_Extracted entries_.
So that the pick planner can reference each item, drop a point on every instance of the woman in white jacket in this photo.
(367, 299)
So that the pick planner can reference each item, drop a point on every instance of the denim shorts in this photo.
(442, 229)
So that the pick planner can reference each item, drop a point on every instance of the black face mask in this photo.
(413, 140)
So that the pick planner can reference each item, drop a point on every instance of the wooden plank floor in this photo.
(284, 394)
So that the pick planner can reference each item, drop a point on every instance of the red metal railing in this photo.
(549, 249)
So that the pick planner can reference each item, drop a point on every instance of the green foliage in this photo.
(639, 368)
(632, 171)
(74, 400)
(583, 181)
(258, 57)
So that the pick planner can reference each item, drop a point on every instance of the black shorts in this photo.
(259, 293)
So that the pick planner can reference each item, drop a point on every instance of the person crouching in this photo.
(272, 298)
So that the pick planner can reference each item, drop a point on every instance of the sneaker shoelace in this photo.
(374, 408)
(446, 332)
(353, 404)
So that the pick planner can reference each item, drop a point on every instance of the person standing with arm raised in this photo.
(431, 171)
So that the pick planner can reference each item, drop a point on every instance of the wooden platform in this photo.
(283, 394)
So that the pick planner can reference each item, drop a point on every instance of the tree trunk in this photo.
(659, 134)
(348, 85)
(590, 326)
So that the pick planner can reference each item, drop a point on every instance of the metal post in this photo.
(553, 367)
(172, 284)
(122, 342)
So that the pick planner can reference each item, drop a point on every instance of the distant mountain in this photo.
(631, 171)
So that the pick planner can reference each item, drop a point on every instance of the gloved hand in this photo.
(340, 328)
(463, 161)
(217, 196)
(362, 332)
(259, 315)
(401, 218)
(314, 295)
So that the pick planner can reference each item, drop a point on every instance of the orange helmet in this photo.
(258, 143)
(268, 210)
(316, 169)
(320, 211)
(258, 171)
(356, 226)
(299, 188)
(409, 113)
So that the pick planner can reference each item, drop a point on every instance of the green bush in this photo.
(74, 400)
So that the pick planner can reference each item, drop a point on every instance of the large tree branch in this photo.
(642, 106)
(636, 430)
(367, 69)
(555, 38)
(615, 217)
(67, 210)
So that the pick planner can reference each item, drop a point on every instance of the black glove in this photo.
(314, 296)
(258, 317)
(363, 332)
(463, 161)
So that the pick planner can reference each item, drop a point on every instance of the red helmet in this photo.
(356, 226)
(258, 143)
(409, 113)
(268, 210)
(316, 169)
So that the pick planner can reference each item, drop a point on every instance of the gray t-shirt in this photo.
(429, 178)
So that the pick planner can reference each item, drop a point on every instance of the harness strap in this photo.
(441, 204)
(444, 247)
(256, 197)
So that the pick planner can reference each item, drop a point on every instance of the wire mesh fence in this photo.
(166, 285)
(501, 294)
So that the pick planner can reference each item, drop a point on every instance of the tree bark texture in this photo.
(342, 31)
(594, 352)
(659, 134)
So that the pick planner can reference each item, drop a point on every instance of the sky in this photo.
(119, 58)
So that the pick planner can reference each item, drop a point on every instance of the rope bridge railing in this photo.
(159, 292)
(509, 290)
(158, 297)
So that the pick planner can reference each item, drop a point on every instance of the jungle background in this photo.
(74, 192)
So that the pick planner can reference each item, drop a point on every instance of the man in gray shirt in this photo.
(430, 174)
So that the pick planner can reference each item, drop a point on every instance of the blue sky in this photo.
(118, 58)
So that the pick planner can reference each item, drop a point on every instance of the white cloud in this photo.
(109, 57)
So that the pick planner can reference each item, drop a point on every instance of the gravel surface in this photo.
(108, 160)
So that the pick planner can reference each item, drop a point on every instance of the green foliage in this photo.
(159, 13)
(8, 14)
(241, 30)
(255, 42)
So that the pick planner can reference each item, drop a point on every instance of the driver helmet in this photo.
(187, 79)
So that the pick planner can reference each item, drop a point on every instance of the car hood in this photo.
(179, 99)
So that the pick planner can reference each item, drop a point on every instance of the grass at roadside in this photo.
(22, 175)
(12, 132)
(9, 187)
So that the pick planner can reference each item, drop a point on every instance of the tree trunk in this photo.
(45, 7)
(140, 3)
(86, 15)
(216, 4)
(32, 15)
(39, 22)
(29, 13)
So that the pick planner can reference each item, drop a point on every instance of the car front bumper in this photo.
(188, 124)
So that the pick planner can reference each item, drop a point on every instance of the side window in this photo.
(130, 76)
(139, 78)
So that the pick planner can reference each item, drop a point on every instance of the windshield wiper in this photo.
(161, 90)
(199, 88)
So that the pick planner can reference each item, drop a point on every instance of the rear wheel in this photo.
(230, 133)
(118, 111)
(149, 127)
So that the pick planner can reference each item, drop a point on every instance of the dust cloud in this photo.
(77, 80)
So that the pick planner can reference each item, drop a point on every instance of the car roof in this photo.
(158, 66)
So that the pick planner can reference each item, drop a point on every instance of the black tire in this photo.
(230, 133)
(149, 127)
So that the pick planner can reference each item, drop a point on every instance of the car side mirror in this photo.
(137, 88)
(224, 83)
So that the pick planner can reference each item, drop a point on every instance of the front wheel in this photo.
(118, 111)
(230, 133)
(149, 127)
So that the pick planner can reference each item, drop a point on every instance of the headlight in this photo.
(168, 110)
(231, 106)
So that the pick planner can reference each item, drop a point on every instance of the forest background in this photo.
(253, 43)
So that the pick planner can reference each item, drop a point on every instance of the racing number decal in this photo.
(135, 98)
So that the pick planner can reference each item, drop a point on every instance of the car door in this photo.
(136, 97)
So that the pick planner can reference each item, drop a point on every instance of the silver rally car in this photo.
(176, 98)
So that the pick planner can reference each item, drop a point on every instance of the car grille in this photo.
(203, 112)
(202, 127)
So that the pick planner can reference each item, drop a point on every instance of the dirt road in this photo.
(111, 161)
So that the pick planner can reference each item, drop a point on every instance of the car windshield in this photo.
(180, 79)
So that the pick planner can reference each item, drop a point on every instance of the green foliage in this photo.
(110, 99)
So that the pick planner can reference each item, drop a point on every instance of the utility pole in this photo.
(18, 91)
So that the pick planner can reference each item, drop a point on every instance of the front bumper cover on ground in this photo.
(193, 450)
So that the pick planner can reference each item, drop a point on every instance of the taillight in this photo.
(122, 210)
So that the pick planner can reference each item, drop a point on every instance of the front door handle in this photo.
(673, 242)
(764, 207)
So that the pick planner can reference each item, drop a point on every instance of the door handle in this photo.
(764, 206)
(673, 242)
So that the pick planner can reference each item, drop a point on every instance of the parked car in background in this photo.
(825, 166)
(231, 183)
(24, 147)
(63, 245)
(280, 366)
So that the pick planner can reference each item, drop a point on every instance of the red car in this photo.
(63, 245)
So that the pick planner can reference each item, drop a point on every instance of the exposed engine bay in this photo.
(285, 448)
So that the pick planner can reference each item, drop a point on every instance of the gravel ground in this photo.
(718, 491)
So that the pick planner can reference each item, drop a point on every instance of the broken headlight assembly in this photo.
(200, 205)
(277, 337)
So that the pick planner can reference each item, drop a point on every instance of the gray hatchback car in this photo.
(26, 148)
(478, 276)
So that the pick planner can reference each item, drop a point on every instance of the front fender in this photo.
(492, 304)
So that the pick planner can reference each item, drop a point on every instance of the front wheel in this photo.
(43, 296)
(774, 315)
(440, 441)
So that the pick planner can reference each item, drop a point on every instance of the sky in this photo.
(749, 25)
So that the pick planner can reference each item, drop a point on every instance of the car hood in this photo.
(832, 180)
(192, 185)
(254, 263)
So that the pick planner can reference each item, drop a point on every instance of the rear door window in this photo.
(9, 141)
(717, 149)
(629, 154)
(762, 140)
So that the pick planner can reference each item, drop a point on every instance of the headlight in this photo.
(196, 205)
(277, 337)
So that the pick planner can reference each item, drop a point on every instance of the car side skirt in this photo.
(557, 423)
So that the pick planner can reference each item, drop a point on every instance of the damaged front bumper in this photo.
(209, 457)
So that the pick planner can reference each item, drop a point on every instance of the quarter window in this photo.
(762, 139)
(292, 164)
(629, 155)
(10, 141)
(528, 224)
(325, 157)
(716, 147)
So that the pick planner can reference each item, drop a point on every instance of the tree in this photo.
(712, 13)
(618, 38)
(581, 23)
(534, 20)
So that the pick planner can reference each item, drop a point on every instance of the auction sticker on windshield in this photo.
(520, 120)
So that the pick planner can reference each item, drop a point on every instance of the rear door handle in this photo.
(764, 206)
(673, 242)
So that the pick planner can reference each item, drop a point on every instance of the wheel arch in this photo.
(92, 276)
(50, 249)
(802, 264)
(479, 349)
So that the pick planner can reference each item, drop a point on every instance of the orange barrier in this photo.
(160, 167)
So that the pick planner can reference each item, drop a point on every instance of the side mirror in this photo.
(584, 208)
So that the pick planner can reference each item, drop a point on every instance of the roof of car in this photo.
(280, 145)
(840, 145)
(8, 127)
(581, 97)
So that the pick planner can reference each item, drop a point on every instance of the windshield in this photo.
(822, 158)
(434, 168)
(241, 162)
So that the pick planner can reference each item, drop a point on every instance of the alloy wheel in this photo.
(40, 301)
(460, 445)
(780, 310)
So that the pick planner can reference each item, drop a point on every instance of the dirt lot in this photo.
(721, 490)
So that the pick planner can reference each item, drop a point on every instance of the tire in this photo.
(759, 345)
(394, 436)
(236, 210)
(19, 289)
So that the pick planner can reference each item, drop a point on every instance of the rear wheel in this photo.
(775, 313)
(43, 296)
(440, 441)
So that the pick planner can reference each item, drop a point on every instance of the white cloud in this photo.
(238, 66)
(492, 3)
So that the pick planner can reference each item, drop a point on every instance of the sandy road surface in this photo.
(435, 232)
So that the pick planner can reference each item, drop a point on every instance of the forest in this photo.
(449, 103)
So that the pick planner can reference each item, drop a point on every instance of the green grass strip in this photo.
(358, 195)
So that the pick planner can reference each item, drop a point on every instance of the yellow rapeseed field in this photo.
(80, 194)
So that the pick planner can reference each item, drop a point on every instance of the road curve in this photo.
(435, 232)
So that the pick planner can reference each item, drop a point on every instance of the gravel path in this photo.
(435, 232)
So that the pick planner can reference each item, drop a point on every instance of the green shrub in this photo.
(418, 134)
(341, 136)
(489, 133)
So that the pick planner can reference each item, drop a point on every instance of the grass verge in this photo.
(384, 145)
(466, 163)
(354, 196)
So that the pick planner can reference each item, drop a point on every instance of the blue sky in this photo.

_Instructions for the task_. Write out word for word the data starting with the line that contains "field in this photo." and going on through the last line of the data.

_Answer to this exercise_.
So that the pick planner can reference each item, drop a point on every instance of the yellow rapeseed field in this photo.
(80, 194)
So that the pick planner can reference each item, drop a point on every instance of the road curve in this photo.
(435, 232)
So that the pick planner can reference each item, drop a point on every instance of the gravel path in this photo.
(435, 232)
So that the pick planner can reference each item, drop a point on every instance of the green shrub in this photo.
(418, 134)
(341, 136)
(489, 133)
So that the pick planner can reference each item, drop a point on every instance of the grass verge in this photo.
(384, 145)
(466, 163)
(354, 196)
So that the pick planner can reference each item, drop a point on every instance of the blue sky in this photo.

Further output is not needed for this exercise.